--- PASSAGE FOR REVIEW Enclosed Below ---
Yesterday representatives of some of the world’s most caring  governments  were lining up in the United Nations to demonstrate how much they care about Syria,  with a passion and sincerity that was enough to rouse the hardest of hearts.    There was Hilary Clinton, exuding moral authority as she told the Security Council:

‘At the end of the day, every member of that Security Council has a choice to make. If you do not choose to try to stand on the side of the Syrian people, then you are standing on the side of the continuing killing and abuses that are carried out every single day.’

There was the French Foreign Minister Alain Juppé warning that the silence of the council was ‘no longer acceptable. ‘   And William Hague, the smug gnome with a heart of tweed expressing similar sentiments and  insisting that the resolution was an ‘Arab decision’ – and rightly so since only supporters of dictators and other people who do not care would suggest that our governments would ever take any action in the Middle East without Arab support or approval.

Well ok, there have been some occasions in the past when such approval was absent, such as the Balfour Declaration or the Sykes-Picot agreement, and even in Syria, where France bombed the capital Damascus on two occasions in 1925 and 1945 to suppress popular resistance to French occupation.  But all that is water under the bridge now.  These are different times and as Hague pointed out:

‘This is not the West telling Syria what to do. It is not the permanent members of the Security Council seeking to impose their view. This is the Arab Nations calling on the U.N. Security Council to help address the crisis in Syria and the threat that it poses to the stability of their region.’

No, God forbid that the permanent members would seek to ‘impose their view’.  That’s why representatives of the ‘Arab Nations’ were on hand to demonstrate that they also care about freedom, democracy, justice and human rights and all the other things that our own leaders care about.
--- End of Enclosed PASSAGE FOR REVIEW ---
--- SOURCE MATERIAL Enclosed Below ---
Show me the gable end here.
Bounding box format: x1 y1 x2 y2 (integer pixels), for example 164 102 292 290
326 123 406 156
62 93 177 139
--- End of Enclosed SOURCE MATERIAL ---
WORK ITEM: Echo the entire text on the UN Security Council debate over Syria word for word. These lines have no connection to the text.

EXPECTED ANSWER:
Yesterday representatives of some of the world’s most caring  governments  were lining up in the United Nations to demonstrate how much they care about Syria,  with a passion and sincerity that was enough to rouse the hardest of hearts.    There was Hilary Clinton, exuding moral authority as she told the Security Council:

‘At the end of the day, every member of that Security Council has a choice to make. If you do not choose to try to stand on the side of the Syrian people, then you are standing on the side of the continuing killing and abuses that are carried out every single day.’

There was the French Foreign Minister Alain Juppé warning that the silence of the council was ‘no longer acceptable. ‘   And William Hague, the smug gnome with a heart of tweed expressing similar sentiments and  insisting that the resolution was an ‘Arab decision’ – and rightly so since only supporters of dictators and other people who do not care would suggest that our governments would ever take any action in the Middle East without Arab support or approval.

Well ok, there have been some occasions in the past when such approval was absent, such as the Balfour Declaration or the Sykes-Picot agreement, and even in Syria, where France bombed the capital Damascus on two occasions in 1925 and 1945 to suppress popular resistance to French occupation.  But all that is water under the bridge now.  These are different times and as Hague pointed out:

‘This is not the West telling Syria what to do. It is not the permanent members of the Security Council seeking to impose their view. This is the Arab Nations calling on the U.N. Security Council to help address the crisis in Syria and the threat that it poses to the stability of their region.’

No, God forbid that the permanent members would seek to ‘impose their view’.  That’s why representatives of the ‘Arab Nations’ were on hand to demonstrate that they also care about freedom, democracy, justice and human rights and all the other things that our own leaders care about.